**Passage to read:**

UNITED24 - Make a charitable donation in support of Ukraine!

Military


Hindus in Bangladesh

The Hindu population in Bangladesh has severely declined in the last several decades. Estimated to make up 18.5 percent of East Pakistan's population in 1961, the Hindu proportion of the population had shrunk to about 13.5 percent by 1971. Steady Hindu emigration to India and Burma throughout the 1960s accounted for most of the decline. Although the Hindu population increased in size after 1971 and had reached 10.6 million by 1981, its relative proportion of the total population continued to decrease [though in 1987 Hindus were estimated to represent nearly 16 percent of the population]. According to the 2011 census, Sunni Muslims constitute 90 percent of the population and Hindus made up 9.5 percent of a total population of 152.5 million.

Hindus in Bangladesh in the late 1980s were almost evenly distributed in all regions, with concentrations in Khulna, Jessore, Dinajpur, Faridpur, and Barisal. The contributions of Hindus in arts and letters were far in excess of their numerical strength. In politics, they had traditionally supported the liberal and secular ideology of the Awami League (People's League). Hindu institutions and places of worship received assistance through the Bangladesh Hindu Kalyan Trust (Bangladesh Hindu Welfare Trust), which was sponsored by the Ministry of Religious Affairs. Government-sponsored television and radio also broadcast readings and interpretations of Hindu scriptures and prayers.

During British rule in India, most industry was Hindu-owned and Hinduoperated . Muslims lagged behind in business and in industry, especially those from eastern Bengal, which had long been regarded as remote from the hub of commerce. The words of Bengali commentator Mansur Ali succinctly describe the Hindu dominance and Muslim inferiority in virtually all spheres of society in the nineteenth and early twentieth centuries: "In Bengal, the landlord is Hindu, the peasant Muslim. The money lender is Hindu, the client is Muslim. The jailor is Hindu, the prisoner is Muslim. The magistrate is Hindu, the accused is Muslim." By remaining aloof from the Western-oriented education system, the Muslims alienated themselves from the many new avenues opening up for the emerging middle class. This self-imposed isolation led to an intensified awareness of their minority role. Curiously, however, it was Muslim opposition to the extension of representative government--a political stance taken out of fear of Hindu dominance--that helped to reestablish rapport with the British, who by 1900 welcomed any available support against mounting Hindu nationalism.

Until the partition of British India in 1947, Hindus controlled about 80 percent of all large rural holdings, urban real estate, and government jobs in East Bengal and dominated finance, commerce, and the professions. Following partition, a massive flight of East Bengali Hindus effectively removed the Hindu economic and political elite and cut the territory's ties to Calcutta. After the emigration of the Hindus, Muslims moved quickly into the vacated positions.

Unlike Islam, Hinduism lacks a single authoritative scripture and a historically known founder. In a sense Hinduism is a synthesis of the religious expression of the people of South Asia and an anonymous expression of their worldview and cosmology, rather than the articulation of a particular creed. The term Hinduism applies to a large number of diverse beliefs and practices. Although religion can best be understood in a regional context, the caste system, beliefs, rituals, and festivals of the Hindus in Bangladesh -- about 16 percent of the population--are peculiarly Bengali.

**Record list:**
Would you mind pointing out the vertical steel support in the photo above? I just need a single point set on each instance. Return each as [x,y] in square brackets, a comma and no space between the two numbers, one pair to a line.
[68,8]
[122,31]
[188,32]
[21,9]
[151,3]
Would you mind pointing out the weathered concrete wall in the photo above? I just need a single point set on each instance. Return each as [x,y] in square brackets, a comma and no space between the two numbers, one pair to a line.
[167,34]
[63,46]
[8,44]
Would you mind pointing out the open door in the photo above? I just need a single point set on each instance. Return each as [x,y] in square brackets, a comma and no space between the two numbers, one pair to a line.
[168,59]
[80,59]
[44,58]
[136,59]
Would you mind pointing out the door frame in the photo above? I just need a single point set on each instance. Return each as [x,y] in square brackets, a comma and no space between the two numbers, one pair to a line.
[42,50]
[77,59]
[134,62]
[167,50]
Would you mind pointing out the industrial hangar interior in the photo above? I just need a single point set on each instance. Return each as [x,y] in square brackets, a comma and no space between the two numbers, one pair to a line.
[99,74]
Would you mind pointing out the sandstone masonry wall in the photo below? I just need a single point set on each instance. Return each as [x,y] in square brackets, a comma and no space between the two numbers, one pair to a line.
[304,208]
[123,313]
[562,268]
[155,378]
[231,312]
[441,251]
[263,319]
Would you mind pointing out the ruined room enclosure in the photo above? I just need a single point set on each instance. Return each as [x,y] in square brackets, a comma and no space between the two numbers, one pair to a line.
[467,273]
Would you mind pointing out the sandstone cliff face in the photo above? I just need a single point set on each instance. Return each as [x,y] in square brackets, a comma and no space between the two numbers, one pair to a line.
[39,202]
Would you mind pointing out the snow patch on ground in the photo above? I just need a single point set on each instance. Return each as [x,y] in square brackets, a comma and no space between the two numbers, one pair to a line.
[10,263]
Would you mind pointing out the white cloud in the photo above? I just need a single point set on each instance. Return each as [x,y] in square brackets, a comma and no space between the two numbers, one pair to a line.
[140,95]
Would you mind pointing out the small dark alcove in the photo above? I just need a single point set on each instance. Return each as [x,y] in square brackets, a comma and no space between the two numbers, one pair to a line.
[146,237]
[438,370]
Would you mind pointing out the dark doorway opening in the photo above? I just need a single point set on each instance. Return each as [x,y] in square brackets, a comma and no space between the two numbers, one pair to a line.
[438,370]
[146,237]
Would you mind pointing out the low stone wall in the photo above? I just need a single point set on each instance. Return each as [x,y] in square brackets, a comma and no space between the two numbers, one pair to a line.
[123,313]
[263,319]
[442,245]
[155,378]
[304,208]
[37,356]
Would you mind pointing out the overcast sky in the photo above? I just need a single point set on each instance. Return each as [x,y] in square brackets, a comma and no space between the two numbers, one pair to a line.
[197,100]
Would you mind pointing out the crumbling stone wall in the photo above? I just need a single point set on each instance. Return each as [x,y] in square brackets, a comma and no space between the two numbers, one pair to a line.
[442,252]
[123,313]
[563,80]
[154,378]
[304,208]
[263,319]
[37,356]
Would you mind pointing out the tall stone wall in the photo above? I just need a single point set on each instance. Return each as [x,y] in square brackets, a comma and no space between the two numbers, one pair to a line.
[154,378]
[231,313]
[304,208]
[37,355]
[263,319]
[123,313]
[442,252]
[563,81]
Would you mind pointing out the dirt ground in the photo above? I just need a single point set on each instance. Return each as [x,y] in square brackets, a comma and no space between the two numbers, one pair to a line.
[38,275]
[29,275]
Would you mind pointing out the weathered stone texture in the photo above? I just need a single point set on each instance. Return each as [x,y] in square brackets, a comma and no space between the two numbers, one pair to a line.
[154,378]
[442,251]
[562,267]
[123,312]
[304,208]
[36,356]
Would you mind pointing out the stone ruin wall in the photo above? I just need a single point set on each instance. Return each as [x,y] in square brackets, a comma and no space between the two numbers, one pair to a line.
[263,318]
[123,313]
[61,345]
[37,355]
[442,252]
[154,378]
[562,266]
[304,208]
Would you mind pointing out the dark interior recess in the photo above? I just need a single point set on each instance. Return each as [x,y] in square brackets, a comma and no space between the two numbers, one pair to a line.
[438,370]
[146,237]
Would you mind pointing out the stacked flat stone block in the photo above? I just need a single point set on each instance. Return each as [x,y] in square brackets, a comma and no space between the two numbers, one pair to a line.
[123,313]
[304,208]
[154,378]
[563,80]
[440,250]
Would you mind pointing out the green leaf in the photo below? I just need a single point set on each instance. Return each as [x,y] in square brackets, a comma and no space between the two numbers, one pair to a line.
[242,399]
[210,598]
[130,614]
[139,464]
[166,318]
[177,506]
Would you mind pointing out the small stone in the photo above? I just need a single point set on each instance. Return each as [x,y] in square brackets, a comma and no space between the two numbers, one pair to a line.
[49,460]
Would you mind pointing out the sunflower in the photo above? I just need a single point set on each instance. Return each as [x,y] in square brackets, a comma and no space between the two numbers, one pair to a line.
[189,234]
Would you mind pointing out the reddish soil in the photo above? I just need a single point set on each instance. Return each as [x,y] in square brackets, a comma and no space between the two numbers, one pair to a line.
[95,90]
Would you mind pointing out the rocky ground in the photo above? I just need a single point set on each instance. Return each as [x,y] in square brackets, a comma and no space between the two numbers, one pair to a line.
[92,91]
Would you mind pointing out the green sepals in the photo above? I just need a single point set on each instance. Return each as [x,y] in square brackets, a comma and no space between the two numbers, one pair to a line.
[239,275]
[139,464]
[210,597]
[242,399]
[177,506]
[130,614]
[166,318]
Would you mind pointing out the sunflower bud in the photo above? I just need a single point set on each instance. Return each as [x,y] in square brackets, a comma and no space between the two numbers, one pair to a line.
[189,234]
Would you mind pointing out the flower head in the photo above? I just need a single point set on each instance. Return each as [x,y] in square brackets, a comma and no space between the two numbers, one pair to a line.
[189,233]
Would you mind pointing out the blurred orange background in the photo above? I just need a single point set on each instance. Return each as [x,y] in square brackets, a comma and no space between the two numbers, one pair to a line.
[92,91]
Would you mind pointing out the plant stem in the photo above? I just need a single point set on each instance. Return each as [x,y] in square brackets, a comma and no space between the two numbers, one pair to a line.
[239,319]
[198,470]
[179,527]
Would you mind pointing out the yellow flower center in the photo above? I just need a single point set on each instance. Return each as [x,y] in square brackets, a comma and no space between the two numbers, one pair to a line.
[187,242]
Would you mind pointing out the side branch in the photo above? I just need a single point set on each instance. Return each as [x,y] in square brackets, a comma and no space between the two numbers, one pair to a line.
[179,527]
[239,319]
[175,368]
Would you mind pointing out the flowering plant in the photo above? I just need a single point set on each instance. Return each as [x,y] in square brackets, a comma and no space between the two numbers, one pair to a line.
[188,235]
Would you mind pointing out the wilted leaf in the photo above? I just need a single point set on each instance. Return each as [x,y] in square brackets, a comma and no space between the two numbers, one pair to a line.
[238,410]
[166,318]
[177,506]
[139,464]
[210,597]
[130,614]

**The task:** In the passage on Hindus in Bangladesh, which trust provided assistance to Hindu institutions and places of worship?

**Final answer:** The Bangladesh Hindu Kalyan Trust (Bangladesh Hindu Welfare Trust), sponsored by the Ministry of Religious Affairs.